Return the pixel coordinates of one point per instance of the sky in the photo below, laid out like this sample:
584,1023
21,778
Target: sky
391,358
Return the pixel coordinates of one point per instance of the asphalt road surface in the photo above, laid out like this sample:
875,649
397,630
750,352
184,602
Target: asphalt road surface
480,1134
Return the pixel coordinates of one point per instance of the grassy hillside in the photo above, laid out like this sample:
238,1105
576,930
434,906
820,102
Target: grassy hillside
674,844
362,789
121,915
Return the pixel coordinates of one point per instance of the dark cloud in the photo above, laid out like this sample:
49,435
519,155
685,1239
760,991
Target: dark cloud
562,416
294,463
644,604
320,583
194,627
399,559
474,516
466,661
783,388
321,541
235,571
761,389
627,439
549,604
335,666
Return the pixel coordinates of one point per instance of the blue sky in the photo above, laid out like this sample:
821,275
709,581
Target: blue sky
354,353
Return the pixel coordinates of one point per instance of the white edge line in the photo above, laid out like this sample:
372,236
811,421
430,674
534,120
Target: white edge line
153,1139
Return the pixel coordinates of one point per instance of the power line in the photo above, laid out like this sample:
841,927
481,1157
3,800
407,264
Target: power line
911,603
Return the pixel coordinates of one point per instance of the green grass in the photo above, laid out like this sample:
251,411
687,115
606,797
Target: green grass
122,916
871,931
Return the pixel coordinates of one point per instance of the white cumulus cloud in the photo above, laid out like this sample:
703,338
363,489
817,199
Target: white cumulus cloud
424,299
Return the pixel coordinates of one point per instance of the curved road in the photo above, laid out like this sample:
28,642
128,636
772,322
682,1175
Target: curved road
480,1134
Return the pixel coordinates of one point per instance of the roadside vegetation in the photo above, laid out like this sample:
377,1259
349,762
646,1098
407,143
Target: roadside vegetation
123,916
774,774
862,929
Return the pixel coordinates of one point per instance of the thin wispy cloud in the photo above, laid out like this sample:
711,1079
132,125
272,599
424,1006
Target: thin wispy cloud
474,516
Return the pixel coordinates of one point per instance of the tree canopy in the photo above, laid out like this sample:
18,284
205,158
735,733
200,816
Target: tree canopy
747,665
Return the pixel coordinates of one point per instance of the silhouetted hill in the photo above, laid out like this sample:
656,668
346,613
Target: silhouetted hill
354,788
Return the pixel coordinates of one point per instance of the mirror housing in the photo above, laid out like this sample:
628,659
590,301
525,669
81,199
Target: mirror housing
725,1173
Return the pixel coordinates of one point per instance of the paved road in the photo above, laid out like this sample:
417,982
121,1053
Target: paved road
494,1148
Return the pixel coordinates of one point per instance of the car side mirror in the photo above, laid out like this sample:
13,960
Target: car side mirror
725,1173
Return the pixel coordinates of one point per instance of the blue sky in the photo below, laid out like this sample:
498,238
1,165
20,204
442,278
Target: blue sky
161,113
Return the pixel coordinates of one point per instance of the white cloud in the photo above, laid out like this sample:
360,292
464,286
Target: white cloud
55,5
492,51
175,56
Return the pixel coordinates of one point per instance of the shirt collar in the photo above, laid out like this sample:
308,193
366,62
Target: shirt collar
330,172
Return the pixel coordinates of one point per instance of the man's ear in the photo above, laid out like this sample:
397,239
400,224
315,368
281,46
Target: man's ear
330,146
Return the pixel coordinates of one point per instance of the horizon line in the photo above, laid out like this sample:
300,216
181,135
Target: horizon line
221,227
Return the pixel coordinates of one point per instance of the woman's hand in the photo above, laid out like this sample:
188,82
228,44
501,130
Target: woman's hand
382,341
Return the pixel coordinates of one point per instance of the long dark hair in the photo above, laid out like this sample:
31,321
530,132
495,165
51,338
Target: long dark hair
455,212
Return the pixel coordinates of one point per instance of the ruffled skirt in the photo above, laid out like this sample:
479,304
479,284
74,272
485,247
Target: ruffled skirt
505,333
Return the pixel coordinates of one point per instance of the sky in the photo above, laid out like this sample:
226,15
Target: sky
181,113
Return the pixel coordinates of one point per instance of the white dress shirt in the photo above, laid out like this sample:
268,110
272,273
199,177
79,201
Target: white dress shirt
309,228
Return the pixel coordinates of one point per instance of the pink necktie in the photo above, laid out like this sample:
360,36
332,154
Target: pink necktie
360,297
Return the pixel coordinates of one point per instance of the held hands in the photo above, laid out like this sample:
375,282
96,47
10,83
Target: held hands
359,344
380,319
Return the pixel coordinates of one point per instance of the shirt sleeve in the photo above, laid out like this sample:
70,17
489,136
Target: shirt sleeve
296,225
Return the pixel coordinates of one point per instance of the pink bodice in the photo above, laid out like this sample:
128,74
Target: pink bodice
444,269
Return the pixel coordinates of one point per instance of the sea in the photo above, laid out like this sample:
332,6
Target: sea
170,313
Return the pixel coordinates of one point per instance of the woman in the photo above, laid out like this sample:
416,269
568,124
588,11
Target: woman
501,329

════════

### WHAT THE TASK ASKS
From the line containing "of the woman's" to the last line of the material, please quote every line exactly and only those.

### PROBLEM SOLUTION
Return the pixel coordinates of one point per instance of the woman's hand in the photo above, laid out like this sample:
188,82
228,44
501,130
Target: woman's hand
382,341
Return the pixel coordinates of one point per instance of the long dark hair in the photo above, laid out like this sample:
31,321
530,132
495,165
51,338
Target: long dark hair
455,212
Return the pixel coordinates of one point per instance of the ruffled skirt in the photo above, laid out like this sample:
479,304
479,284
74,272
485,247
Target: ruffled skirt
505,333
Return the pixel coordinates of one point per instance of the sky in the photo above, laid out like this sample:
226,15
Target: sky
181,113
Return the pixel coordinates of one point per instance of the white dress shirt in the photo above, laid out like this sample:
268,110
272,273
199,177
79,201
Target: white dress shirt
309,228
Return the pixel coordinates of one point per instance of the pink necktie in the photo above, laid out like this sample:
360,36
332,154
Target: pink necktie
360,297
Return the pixel coordinates of one point per instance of the held hands in the photo above, laid out like this sample:
375,282
96,47
10,83
Target: held hands
359,344
380,319
Return the pixel coordinates of one point per instance of the shirt sleeve in the photo above, laid out like this sample:
70,17
489,136
Target: shirt sleeve
296,225
Return the pixel coordinates of one point per instance of the pink bodice in the photo above, laid out like this sample:
128,74
Target: pink bodice
444,269
Return the pixel coordinates of one point per instance of the sea in the photo above, laid out like this sample:
332,6
Target: sea
170,313
Return the pixel coordinates of one point per instance of the woman in the photo above, laid out like this sample:
416,269
568,124
588,11
Target: woman
501,329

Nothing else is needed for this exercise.